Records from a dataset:
--------------------------------------------------

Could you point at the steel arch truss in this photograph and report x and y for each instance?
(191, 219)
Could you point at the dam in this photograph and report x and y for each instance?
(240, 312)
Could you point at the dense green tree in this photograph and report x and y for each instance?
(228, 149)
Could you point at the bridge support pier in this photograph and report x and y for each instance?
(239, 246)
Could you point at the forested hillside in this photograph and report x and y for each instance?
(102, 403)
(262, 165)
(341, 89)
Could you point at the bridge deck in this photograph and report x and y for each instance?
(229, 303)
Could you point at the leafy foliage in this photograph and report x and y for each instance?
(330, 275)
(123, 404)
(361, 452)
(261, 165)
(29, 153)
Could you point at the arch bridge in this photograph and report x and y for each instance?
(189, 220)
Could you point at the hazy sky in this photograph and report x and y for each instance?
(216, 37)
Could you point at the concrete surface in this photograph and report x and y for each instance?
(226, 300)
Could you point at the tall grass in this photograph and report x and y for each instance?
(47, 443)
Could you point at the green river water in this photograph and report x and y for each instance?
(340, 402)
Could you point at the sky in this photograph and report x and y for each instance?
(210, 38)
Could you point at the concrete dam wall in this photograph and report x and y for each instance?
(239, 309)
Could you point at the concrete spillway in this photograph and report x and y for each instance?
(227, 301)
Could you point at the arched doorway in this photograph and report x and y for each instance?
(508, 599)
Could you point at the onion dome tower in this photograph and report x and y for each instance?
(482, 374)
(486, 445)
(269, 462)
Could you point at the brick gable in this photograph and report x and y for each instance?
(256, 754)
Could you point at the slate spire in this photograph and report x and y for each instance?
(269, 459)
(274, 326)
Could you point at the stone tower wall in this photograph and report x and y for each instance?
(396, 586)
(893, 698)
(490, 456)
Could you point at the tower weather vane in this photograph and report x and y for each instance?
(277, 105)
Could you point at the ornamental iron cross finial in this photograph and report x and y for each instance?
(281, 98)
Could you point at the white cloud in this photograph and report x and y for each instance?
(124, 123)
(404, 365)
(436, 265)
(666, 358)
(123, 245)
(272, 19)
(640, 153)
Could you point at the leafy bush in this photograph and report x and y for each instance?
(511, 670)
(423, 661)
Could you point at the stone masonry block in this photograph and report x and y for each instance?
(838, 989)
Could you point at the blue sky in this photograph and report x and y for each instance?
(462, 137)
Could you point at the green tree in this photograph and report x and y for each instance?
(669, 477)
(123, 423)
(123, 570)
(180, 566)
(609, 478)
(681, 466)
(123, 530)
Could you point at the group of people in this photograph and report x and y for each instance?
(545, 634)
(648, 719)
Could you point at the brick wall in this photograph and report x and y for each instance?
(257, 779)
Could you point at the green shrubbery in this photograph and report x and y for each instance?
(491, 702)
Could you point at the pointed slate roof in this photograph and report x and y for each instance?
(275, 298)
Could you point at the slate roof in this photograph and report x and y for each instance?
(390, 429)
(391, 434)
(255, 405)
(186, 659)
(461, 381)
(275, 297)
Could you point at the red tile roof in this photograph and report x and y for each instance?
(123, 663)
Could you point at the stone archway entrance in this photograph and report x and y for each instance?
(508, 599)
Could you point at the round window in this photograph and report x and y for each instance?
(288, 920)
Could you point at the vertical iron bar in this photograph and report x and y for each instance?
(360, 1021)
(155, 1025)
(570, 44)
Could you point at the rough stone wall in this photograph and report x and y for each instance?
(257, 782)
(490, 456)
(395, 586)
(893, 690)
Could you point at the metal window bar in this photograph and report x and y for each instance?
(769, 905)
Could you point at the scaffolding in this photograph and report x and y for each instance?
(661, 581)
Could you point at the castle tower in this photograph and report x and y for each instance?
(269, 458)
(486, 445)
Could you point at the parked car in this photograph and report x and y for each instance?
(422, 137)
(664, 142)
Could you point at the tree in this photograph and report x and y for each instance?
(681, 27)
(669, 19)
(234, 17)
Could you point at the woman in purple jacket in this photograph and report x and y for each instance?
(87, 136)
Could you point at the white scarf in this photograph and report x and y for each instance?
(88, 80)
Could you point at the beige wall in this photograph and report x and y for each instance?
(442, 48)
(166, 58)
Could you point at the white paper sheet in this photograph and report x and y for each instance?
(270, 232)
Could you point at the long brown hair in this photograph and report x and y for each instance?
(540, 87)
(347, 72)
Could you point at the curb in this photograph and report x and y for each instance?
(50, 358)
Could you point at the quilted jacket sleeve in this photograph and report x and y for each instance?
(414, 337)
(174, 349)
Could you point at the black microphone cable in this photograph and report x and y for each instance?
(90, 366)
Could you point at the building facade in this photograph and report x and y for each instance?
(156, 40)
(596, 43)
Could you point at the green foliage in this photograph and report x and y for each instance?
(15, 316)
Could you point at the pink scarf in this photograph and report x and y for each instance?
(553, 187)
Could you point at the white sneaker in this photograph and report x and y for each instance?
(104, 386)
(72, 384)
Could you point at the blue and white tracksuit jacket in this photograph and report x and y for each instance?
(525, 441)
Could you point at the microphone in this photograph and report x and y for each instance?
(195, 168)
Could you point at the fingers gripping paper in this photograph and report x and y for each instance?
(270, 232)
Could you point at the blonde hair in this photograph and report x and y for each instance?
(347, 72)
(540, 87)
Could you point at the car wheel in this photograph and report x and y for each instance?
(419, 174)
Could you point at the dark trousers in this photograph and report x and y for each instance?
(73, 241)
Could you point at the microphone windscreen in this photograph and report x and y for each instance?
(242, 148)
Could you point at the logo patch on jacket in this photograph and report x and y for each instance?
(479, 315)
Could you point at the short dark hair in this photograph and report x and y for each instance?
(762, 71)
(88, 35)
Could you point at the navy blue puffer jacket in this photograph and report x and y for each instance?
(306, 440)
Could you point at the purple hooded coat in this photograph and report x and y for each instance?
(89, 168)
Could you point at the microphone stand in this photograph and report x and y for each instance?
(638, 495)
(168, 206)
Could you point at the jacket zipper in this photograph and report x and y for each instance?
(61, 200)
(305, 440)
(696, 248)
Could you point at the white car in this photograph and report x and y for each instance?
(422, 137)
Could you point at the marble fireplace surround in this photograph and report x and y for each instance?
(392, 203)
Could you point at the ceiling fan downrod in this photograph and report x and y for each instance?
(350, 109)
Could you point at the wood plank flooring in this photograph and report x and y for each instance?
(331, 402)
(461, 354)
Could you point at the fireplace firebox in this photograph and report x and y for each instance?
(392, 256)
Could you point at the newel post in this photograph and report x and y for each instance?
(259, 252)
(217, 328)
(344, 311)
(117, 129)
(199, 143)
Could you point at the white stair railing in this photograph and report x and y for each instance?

--------------------------------------------------

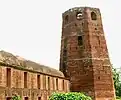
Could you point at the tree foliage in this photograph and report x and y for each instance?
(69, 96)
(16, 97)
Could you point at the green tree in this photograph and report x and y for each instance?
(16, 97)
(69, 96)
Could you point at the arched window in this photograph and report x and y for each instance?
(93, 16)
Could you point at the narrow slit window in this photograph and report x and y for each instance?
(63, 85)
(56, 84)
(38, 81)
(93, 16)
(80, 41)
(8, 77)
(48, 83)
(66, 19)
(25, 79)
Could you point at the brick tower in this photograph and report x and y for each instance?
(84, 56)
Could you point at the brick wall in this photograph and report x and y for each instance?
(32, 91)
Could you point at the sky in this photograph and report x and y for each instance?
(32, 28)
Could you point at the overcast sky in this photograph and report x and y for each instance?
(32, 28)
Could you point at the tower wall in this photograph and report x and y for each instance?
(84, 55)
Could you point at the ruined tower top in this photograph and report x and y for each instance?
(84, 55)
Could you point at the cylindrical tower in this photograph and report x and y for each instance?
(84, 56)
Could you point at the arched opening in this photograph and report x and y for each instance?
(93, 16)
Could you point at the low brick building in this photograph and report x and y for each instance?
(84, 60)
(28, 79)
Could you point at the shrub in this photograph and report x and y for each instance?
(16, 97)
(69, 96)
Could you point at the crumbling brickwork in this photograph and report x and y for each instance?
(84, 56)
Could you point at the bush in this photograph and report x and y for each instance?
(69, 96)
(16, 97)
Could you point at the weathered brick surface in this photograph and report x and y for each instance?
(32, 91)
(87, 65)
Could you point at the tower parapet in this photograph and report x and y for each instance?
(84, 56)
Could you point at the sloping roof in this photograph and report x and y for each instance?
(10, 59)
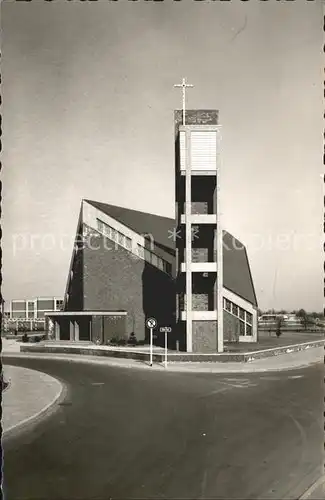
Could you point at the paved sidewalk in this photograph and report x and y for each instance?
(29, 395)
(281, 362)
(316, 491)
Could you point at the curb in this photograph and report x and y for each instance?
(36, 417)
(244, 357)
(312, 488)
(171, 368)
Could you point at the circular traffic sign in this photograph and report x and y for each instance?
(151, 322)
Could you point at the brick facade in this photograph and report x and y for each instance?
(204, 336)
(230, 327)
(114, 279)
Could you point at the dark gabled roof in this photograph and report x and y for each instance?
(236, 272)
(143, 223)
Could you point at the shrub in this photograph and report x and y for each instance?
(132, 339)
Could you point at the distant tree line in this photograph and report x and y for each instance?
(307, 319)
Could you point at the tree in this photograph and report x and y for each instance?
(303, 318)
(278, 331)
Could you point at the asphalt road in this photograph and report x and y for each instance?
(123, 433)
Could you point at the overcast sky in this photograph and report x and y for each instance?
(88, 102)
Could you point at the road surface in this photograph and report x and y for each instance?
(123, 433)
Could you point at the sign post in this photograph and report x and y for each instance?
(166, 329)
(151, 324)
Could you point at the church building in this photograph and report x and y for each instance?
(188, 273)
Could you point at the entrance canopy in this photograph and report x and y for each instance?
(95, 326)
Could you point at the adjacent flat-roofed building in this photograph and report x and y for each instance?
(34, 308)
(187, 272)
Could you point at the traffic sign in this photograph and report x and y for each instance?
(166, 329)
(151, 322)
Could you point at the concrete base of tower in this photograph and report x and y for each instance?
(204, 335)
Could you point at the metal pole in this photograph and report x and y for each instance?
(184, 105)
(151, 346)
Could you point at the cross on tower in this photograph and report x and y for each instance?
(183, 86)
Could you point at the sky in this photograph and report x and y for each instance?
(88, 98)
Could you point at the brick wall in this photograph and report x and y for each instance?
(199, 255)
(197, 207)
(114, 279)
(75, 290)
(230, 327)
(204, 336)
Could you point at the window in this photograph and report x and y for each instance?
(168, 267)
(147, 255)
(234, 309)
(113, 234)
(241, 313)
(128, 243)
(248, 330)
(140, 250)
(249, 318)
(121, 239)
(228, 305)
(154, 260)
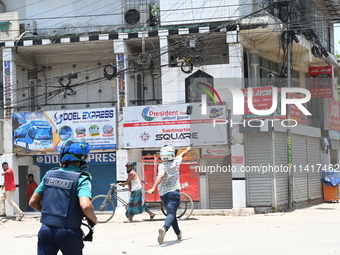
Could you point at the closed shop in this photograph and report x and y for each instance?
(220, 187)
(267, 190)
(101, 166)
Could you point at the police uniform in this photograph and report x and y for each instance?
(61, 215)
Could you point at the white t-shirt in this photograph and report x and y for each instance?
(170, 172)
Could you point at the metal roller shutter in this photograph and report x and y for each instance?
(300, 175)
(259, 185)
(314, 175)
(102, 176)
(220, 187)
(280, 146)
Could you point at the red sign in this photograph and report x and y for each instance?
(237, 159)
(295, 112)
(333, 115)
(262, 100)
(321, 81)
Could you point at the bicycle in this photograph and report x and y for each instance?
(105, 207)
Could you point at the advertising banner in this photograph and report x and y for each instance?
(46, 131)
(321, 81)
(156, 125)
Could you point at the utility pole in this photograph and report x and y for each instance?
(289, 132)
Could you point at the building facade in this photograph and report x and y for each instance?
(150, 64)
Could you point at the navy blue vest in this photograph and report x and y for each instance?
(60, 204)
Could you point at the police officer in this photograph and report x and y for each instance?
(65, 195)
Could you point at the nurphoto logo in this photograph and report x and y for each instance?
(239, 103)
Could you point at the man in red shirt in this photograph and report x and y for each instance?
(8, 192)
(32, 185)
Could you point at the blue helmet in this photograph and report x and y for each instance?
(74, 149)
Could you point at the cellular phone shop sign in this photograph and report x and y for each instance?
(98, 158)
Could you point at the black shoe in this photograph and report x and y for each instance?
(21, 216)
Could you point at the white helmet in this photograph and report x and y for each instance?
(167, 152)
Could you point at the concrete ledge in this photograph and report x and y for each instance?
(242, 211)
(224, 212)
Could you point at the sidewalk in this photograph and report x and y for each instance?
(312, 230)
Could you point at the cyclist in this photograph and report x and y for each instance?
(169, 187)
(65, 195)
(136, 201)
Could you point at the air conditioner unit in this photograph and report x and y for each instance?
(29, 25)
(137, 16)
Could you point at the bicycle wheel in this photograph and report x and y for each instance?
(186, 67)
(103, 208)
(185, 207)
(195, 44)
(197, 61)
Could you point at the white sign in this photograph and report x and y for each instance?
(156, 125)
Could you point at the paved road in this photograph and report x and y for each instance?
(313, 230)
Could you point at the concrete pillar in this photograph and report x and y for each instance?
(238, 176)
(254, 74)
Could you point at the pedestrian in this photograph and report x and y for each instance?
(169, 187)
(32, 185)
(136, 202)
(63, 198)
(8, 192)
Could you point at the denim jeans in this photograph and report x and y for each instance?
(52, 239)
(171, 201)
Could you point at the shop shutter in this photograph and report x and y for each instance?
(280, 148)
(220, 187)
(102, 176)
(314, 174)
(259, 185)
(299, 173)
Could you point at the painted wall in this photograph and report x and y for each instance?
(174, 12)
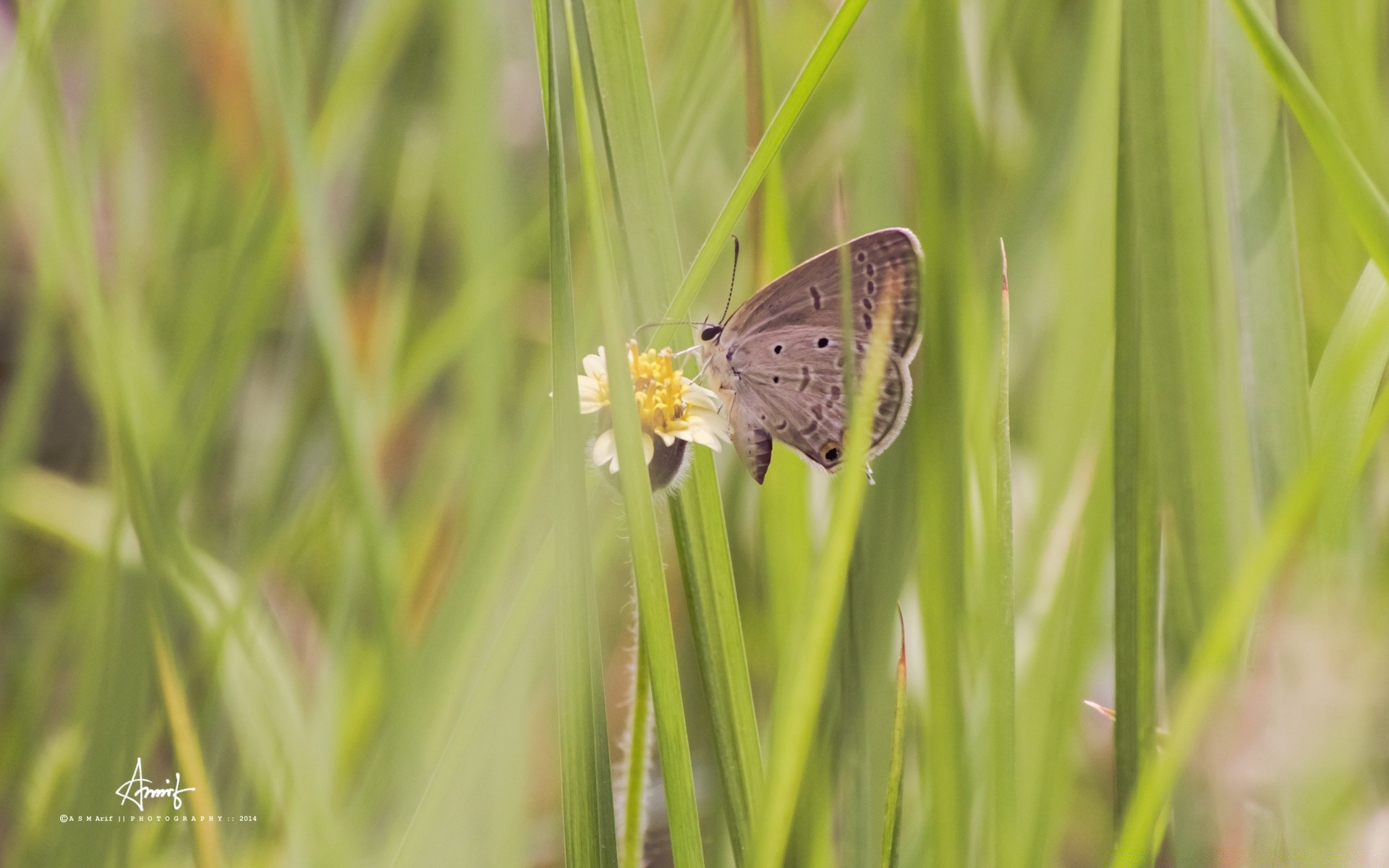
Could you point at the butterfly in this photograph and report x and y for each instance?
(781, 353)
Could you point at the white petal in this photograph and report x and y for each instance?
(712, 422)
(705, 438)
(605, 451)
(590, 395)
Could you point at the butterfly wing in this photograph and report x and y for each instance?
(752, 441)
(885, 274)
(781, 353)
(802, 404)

--------------------------------------------------

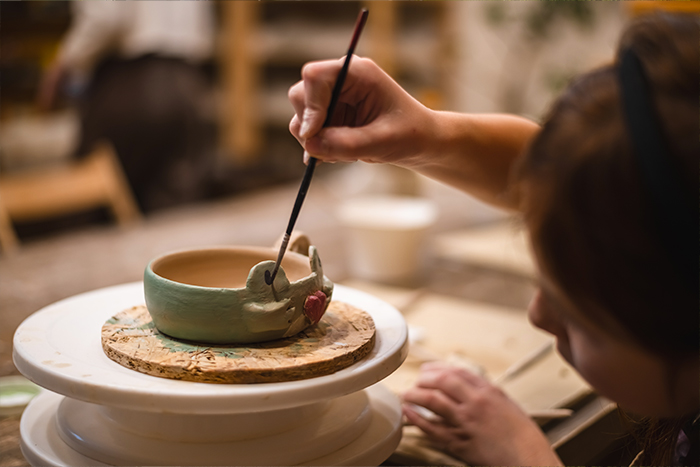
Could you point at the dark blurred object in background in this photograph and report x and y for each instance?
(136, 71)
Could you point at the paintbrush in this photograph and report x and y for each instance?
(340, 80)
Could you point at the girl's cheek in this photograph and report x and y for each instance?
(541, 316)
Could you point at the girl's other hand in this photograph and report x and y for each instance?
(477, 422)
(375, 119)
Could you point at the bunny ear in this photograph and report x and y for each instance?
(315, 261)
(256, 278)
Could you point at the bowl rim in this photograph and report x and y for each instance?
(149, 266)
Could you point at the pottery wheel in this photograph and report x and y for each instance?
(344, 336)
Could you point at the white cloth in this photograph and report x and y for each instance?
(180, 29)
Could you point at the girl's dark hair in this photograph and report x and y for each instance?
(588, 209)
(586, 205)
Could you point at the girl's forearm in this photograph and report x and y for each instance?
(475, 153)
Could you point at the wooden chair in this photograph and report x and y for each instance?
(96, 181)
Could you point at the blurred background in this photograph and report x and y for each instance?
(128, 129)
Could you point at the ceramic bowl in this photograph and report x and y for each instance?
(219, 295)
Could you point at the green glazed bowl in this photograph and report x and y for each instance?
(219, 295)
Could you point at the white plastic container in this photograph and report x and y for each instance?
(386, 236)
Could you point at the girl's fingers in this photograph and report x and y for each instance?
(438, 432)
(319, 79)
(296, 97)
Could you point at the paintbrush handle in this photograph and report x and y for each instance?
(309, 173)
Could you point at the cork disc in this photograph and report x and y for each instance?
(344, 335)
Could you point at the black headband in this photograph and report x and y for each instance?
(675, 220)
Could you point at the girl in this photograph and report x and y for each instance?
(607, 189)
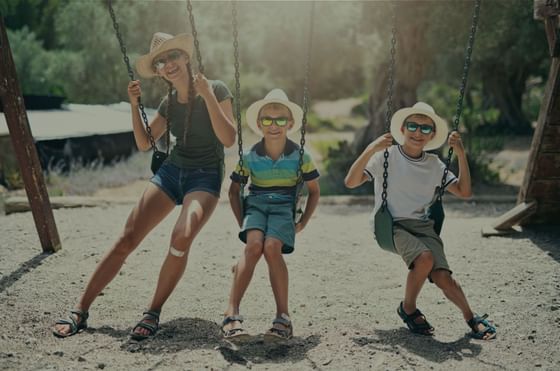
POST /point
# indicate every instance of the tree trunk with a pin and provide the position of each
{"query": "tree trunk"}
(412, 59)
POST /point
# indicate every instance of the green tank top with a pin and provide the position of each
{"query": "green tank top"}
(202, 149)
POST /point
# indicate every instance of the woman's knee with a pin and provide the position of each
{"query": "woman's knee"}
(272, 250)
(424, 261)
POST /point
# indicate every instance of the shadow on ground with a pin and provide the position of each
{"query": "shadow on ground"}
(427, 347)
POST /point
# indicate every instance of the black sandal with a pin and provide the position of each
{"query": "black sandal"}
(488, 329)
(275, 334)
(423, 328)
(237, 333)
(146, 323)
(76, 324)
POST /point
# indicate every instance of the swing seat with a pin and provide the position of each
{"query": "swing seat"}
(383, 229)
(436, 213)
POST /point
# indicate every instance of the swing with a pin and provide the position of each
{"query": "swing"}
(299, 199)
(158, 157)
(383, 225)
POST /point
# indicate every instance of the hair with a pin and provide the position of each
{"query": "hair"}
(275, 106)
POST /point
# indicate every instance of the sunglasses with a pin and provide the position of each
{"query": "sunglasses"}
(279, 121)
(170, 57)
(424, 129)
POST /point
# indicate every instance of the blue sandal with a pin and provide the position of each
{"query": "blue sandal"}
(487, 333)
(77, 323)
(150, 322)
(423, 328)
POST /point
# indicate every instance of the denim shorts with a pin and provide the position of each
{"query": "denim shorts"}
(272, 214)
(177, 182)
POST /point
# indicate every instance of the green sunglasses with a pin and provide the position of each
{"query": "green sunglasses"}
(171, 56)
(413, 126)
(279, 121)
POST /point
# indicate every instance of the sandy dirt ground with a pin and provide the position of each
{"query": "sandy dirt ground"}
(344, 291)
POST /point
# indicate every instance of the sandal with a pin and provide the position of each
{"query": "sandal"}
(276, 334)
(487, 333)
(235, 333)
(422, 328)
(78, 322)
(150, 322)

--------------------------------------------------

» **What this task involves**:
Above are the records; copy from them only the lines starting at the one containing "Could you point at the green glazed" and ending at the one containing "# indicate every instance of the black", exactly and without pictures.

» **Result**:
Could you point at the green glazed bowl in this photograph and report x and y for each instance?
(219, 295)
Could you point at the white plastic container in this photograph and report x and y for each instance?
(386, 236)
Could you point at the girl's fingers in this photograph and report x and y for each instance?
(438, 432)
(319, 79)
(296, 97)
Could you point at the paintbrush handle in this photograph and report x and y for each instance?
(309, 173)
Could you point at the cork disc in this photograph and report x and y for each instance?
(344, 335)
Could you point at the black headband in this photograph and report x and y for each instance?
(675, 220)
Could you point at the girl in this photograph and report x and y for each instance?
(607, 189)
POST /point
# indicate every instance of the tree trunk with a pin and provide the position of each
{"query": "tree trunk"}
(412, 59)
POST /point
# indicate every instance of the green tank top with a pin and provide the position of each
{"query": "green tank top"}
(202, 149)
POST /point
# indicate every instance of the woman's knee with a pin and provide the position of each
{"query": "woman's knee"}
(272, 250)
(424, 261)
POST /point
# indicate every instance of the shadow on ground with a pin and provide the position of each
{"query": "shadow on ground"}
(427, 347)
POST /point
# indicate every instance of the black sandal with a pin and provide the position of each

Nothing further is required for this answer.